# [What the exercise asks]
Rewrite the lines between the one holding "Exercise. For every instance of the patterned" and the one holding "[(565, 211), (594, 292)]", inclusive, raising every pixel coordinate in the answers by 73. Keep the requests and their sample coordinates unchanged.
-*-*-
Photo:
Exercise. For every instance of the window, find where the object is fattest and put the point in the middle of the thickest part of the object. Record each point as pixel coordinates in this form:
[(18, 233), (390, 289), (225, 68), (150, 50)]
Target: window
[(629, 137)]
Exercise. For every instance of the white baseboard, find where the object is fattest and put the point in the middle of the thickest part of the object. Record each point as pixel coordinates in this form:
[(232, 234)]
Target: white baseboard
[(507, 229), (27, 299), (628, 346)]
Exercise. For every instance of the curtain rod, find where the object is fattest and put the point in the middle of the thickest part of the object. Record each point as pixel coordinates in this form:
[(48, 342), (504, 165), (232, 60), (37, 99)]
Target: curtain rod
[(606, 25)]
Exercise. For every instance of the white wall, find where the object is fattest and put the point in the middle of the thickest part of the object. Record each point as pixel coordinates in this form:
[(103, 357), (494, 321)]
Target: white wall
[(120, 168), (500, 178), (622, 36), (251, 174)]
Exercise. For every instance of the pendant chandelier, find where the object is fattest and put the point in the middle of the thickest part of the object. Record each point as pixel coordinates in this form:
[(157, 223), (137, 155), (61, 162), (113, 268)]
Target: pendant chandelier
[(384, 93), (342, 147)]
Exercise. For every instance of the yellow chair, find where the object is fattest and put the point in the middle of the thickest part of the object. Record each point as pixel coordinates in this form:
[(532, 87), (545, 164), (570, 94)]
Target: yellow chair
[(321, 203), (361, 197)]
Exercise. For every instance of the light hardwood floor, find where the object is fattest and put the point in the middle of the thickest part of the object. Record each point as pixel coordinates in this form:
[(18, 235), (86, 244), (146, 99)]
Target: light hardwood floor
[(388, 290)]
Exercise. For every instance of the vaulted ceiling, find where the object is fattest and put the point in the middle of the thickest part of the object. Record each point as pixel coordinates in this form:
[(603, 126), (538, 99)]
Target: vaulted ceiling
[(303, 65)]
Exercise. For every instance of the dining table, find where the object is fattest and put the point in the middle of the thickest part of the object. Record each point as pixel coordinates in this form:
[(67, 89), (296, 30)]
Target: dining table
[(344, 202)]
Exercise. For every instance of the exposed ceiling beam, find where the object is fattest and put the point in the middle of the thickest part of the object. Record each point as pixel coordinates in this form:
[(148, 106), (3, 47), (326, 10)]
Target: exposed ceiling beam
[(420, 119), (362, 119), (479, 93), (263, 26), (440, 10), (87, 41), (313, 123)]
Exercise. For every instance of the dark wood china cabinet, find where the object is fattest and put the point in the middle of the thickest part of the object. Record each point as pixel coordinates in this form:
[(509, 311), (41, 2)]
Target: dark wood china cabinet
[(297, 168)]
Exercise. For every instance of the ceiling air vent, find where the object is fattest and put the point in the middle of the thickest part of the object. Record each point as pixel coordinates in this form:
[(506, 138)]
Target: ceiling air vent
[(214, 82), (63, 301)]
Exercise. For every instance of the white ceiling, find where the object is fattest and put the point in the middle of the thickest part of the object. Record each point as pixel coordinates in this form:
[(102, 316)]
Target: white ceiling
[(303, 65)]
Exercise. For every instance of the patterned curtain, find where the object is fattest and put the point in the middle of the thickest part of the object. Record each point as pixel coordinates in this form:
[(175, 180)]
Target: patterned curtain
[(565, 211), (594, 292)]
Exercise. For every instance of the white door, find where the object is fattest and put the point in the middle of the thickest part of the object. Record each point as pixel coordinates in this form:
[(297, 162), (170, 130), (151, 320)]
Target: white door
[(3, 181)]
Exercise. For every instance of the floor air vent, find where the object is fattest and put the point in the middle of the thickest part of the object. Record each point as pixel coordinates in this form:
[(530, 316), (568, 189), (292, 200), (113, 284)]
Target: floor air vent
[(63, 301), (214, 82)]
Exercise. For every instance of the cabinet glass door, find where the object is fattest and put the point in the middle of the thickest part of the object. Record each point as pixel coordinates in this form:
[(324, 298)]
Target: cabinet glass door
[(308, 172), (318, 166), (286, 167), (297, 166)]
-*-*-
# [Answer to the task]
Exercise. For every instance of the patterned curtain, find where the object is fattest and put the point in the middle of the thickest part of the object. Record each point as pixel coordinates in this form:
[(175, 180)]
Target: patterned curtain
[(638, 284), (667, 365)]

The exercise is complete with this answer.